== Exercise objective ==
Print the lines in the listing below that fall between the line with "Where can you find the white throw" and the line with "Where can you find the stool", those two lines included, exactly as they stand and with nothing else.

** Records shown follows **

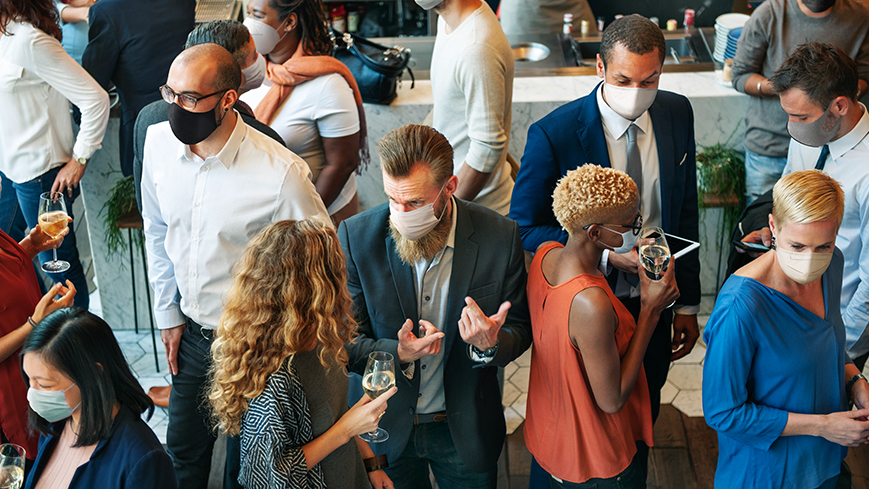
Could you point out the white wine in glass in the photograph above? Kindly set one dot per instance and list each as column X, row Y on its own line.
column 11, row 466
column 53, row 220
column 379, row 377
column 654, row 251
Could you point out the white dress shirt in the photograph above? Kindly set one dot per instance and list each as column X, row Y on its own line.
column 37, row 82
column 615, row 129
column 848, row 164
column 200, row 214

** End of Records shown **
** Records shown follows **

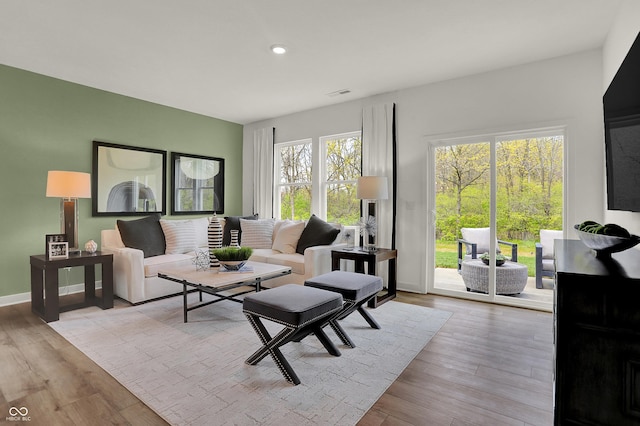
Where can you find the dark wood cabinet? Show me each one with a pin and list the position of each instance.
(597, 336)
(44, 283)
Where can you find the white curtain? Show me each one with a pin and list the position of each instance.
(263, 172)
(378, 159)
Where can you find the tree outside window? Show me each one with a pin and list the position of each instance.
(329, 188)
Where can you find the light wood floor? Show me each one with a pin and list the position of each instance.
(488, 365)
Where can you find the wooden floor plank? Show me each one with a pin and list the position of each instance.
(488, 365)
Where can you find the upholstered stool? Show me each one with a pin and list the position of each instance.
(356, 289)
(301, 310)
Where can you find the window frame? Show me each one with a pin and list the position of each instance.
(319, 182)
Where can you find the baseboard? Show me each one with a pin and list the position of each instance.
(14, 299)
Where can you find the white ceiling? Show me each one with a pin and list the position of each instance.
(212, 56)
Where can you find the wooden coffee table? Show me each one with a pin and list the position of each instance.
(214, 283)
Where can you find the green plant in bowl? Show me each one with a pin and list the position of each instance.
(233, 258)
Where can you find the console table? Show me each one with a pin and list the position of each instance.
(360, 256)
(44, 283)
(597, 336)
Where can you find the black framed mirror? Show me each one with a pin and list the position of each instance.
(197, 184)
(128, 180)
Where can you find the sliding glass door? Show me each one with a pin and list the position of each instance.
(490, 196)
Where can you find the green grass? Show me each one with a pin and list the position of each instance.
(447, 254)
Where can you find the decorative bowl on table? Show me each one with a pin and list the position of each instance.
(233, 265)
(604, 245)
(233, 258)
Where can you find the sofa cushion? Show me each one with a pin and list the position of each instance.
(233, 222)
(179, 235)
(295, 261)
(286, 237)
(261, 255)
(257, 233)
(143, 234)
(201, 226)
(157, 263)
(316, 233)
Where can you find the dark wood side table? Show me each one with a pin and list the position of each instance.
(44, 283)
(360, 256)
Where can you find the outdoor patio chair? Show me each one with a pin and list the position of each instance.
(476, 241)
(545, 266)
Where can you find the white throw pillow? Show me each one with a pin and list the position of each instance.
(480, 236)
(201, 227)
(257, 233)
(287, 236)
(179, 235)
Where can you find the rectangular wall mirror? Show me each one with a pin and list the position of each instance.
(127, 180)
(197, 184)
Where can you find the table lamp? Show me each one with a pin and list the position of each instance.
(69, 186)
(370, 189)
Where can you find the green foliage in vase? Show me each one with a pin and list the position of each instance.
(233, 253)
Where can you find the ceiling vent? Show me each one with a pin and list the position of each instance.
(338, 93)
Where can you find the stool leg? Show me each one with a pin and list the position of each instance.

** End of Records shown **
** Records shown follows **

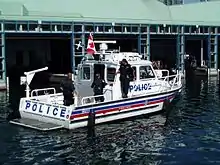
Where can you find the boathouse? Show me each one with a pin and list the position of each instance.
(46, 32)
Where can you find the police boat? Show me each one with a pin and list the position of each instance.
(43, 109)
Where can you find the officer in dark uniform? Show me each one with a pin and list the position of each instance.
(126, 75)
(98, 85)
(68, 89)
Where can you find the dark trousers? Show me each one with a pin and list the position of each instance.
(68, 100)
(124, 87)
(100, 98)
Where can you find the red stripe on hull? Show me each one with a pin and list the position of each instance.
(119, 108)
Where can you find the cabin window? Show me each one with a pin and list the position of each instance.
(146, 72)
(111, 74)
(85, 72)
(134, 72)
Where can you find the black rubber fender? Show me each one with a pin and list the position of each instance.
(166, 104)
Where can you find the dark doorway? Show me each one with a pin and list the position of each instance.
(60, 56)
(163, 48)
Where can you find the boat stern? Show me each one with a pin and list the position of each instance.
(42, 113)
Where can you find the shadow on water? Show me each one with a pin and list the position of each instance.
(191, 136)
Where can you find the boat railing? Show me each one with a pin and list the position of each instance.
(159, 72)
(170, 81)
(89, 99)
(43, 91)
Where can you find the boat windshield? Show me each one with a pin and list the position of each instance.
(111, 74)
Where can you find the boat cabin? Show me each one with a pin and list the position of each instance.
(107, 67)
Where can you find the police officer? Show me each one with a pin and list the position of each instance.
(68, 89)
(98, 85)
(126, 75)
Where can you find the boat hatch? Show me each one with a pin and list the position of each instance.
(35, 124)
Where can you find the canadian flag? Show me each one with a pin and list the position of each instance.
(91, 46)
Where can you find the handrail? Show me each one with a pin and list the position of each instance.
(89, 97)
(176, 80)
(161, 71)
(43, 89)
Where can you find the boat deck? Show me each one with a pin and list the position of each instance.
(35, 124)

** End of Records shown **

== Answer for this exercise ==
Where can you find the white throw pillow? Show me each one with a pin and list the position of each instance.
(480, 236)
(201, 227)
(257, 233)
(287, 236)
(179, 235)
Where can you find the rectangular wall mirror? Show me each one with a pin and list the position of each instance.
(127, 180)
(197, 184)
Where can you find the table lamp? Show me each one with a pin and list the position of each instance.
(69, 186)
(370, 189)
Where can you find the green foliage in vase? Show me each one with a pin and list the position of each instance.
(233, 253)
Where can you find the ceiling vent? Show me each one with a pin and list the position of each instance.
(338, 93)
Where can you find the stool leg? Show me each one with a pin and list the position of each instance.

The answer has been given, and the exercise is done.